> **Data for processing**

╭──

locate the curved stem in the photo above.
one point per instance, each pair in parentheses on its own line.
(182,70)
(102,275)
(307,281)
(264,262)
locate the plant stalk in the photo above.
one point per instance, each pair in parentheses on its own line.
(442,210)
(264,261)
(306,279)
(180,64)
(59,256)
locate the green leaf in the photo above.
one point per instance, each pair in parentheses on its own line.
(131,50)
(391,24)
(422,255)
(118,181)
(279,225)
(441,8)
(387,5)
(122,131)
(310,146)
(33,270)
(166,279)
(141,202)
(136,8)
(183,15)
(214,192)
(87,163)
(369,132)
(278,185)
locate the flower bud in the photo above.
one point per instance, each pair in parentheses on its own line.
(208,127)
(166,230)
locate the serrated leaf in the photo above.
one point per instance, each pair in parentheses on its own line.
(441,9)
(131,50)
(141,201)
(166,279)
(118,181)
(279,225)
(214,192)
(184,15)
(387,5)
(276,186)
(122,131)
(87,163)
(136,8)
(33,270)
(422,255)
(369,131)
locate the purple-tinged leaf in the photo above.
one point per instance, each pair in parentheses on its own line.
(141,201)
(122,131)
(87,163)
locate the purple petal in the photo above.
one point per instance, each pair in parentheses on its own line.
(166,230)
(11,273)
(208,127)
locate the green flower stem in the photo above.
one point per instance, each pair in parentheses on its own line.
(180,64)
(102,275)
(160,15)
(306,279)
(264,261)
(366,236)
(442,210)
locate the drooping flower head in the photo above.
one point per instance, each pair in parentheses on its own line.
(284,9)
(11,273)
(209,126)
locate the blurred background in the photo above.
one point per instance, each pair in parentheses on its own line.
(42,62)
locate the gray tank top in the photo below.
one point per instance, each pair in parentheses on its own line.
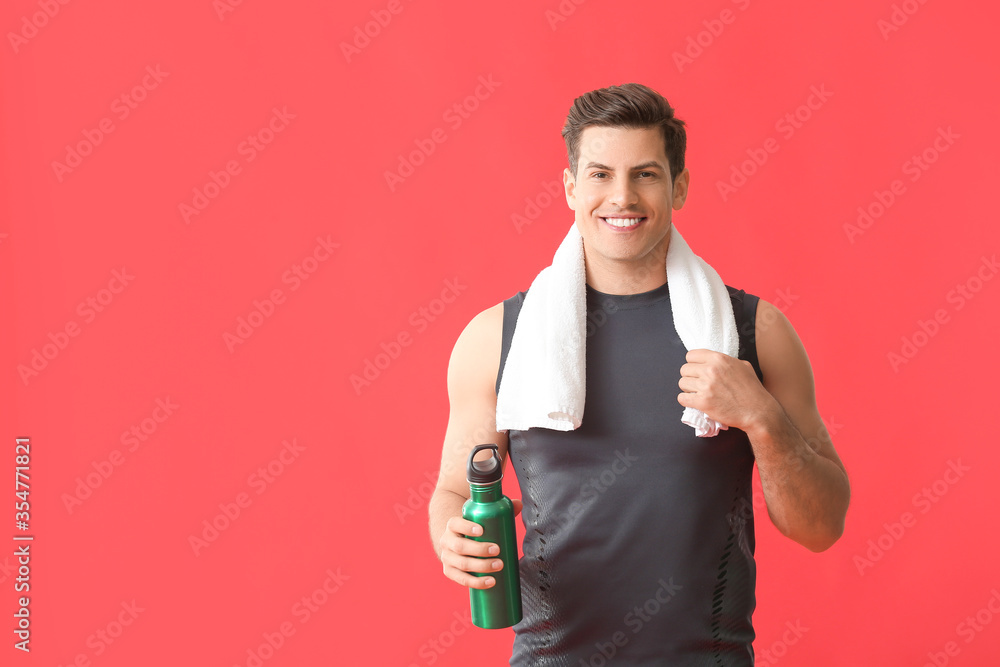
(639,538)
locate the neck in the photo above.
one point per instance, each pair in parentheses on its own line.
(627,277)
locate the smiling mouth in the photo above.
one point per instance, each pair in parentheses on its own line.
(624,223)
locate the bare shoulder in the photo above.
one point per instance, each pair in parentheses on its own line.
(788,377)
(475,359)
(472,398)
(780,351)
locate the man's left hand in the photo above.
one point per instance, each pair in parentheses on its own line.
(724,388)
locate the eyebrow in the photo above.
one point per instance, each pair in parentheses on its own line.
(644,165)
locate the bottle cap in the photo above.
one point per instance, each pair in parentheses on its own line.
(484,472)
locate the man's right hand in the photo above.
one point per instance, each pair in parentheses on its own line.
(462,556)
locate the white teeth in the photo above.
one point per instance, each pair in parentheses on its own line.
(623,222)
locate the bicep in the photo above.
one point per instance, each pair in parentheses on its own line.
(472,400)
(788,377)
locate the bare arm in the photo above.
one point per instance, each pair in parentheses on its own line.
(472,373)
(805,484)
(804,481)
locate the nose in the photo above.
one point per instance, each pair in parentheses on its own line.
(624,194)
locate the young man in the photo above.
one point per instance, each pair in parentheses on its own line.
(639,537)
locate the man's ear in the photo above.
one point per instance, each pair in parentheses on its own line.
(569,185)
(681,184)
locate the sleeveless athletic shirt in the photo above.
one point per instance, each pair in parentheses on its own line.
(639,539)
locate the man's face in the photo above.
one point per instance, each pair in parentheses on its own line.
(622,195)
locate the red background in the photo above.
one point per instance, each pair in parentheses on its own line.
(369,451)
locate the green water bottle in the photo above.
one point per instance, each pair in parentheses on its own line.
(500,605)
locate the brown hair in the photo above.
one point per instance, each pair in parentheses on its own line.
(630,105)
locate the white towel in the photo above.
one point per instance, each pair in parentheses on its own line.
(544,377)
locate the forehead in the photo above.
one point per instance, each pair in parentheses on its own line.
(622,143)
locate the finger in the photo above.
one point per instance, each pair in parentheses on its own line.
(471,564)
(463,546)
(464,527)
(468,580)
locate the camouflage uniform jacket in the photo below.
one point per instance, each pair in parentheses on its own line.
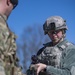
(61,58)
(7,49)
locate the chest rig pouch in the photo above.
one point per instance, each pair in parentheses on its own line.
(51,56)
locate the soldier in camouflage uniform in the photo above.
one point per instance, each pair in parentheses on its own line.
(59,54)
(8,59)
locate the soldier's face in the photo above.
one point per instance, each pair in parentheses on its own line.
(55,36)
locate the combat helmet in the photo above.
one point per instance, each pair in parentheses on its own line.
(14,2)
(54,23)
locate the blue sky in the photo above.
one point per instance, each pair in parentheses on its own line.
(30,12)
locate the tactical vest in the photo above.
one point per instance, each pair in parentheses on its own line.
(51,55)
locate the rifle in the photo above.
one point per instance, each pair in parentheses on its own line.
(32,68)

╰──

> **What is needed**
Restate the data above word for word. Skip every picture.

> **Correct response**
locate the curved stem in the photo above.
one point per instance, each pair in parentheses on its own line.
(182,70)
(102,275)
(307,281)
(264,262)
locate the plant stalk in the photo above.
one point per instance, each pair in parentheses on its own line.
(442,210)
(264,261)
(306,279)
(180,64)
(59,256)
locate the green leaf in the photo above.
one point per instance, each pair in parentheses on its own line.
(131,50)
(391,24)
(422,255)
(118,181)
(279,225)
(441,8)
(387,5)
(122,131)
(310,146)
(33,270)
(166,279)
(141,202)
(136,8)
(183,15)
(214,192)
(87,163)
(369,132)
(278,185)
locate the flower bud in the photo above.
one point per instance, each pair in parentheses on its own line.
(208,127)
(166,230)
locate the serrated leaf in the photo above.
one point per instance, each pair in parentheses on its own line.
(441,9)
(131,50)
(141,201)
(166,279)
(118,181)
(279,225)
(214,192)
(184,15)
(387,5)
(276,186)
(122,131)
(87,163)
(136,8)
(33,270)
(422,255)
(369,131)
locate the purple-tinged leaf in the photo above.
one point per instance, each pair in parentheses on its own line.
(141,201)
(122,131)
(87,163)
locate the purple petal in the photo above.
one point per instance, each pair in parentheses on its own line.
(166,230)
(11,273)
(208,127)
locate the green flower stem in the photo above.
one point per instance, each pair in parentheses on its own line.
(180,64)
(102,275)
(160,15)
(306,279)
(264,261)
(366,236)
(442,210)
locate the drooping flower head in the photo above.
one point per instance, each pair in parentheses on its own line.
(284,9)
(11,273)
(209,126)
locate the blurred background in the photo above.
one point per instance, each pair in parentheses on its own line.
(42,62)
locate the gray tank top in the photo below.
one point per instance, each pair in parentheses on its own line.
(639,538)
locate the neck in the photo above.
one point per instance, each pair in parentheses on its own line.
(627,277)
locate the smiling mouth in the photo above.
one point per instance, each pair in parentheses on its own line.
(624,223)
locate the bare shoulder in the photo above.
one point per instance, each pair in parentheses on its own line.
(788,377)
(475,359)
(472,398)
(780,351)
locate the man's left hand in the photo above.
one point per instance, each pair in parentheses on its own line.
(724,388)
locate the eyebrow in the photo above.
one point per instance, each pair in parentheses on its own line.
(644,165)
locate the bottle cap in the photo above.
one point per instance, each pair in parentheses on its own line.
(484,472)
locate the man's right hand in the photo above.
one point per instance, each pair in parentheses on its own line.
(462,556)
locate the white teeth in the photo above.
one point per instance, each pair in parentheses on its own line.
(623,222)
locate the bicep in the photo above.
one point per instance, each pair in parentheses on its own line.
(472,400)
(788,377)
locate the bare arm in the photo above.
one point per instance, each pair in parentheses on its own line.
(472,373)
(805,484)
(804,481)
locate the nose in the photo above.
one point per instance, each pair in parentheses on its own line.
(624,194)
locate the young man in the photo above.
one point per instance, each pair in parentheses on its own line.
(639,537)
locate the man's ear in the photo above.
one point per instance, each pair in parentheses on its own line.
(569,185)
(681,184)
locate the sleeveless athletic shirt in the photo above.
one point per instance, each pair in parentheses on its own line.
(639,539)
locate the man's face in the photo above.
one point per instance, each pair in parentheses on its own line.
(622,195)
locate the red background in the photo above.
one point per instance, each pair in parentheses on its own line.
(369,451)
locate the green water bottle in the photo above.
one point per instance, each pair in parentheses on its own line.
(500,605)
locate the brown hair in the photo above.
one point per instance, each pair in parentheses on its own line.
(630,105)
locate the white towel in the photo above.
one point per instance, each pair in parentheses on its own line.
(544,377)
locate the forehead in the photo above.
one point per instance, each pair in parentheses on its own line.
(622,143)
locate the finger in the photo above.
one point per instance, each pair in parentheses on its own line.
(471,564)
(463,546)
(464,527)
(468,580)
locate the camouflage uniform jacket in the photo below.
one point per instance, each pair in parentheses on its own line.
(61,58)
(7,49)
locate the chest rig pouch in the photo above.
one point per instance, each pair in parentheses on its own line.
(51,56)
locate the soldier in camouflage uniform in the photo above.
one point per instance, each pair in parentheses on its own line.
(59,54)
(8,59)
locate the soldier's face in the photo above.
one point per instance, each pair in parentheses on its own line.
(55,36)
locate the combat helmet in the photo above.
one point per instance, each pair in parentheses on its own line.
(14,2)
(54,23)
locate the blue sky in the photo above.
one point per instance, each pair in parentheses on its own line.
(30,12)
locate the tactical vest in the photo above.
one point per instance, each pair in parentheses on its own line.
(51,55)
locate the rifle in the photo above.
one point per instance, each pair in parentheses on its own line.
(32,68)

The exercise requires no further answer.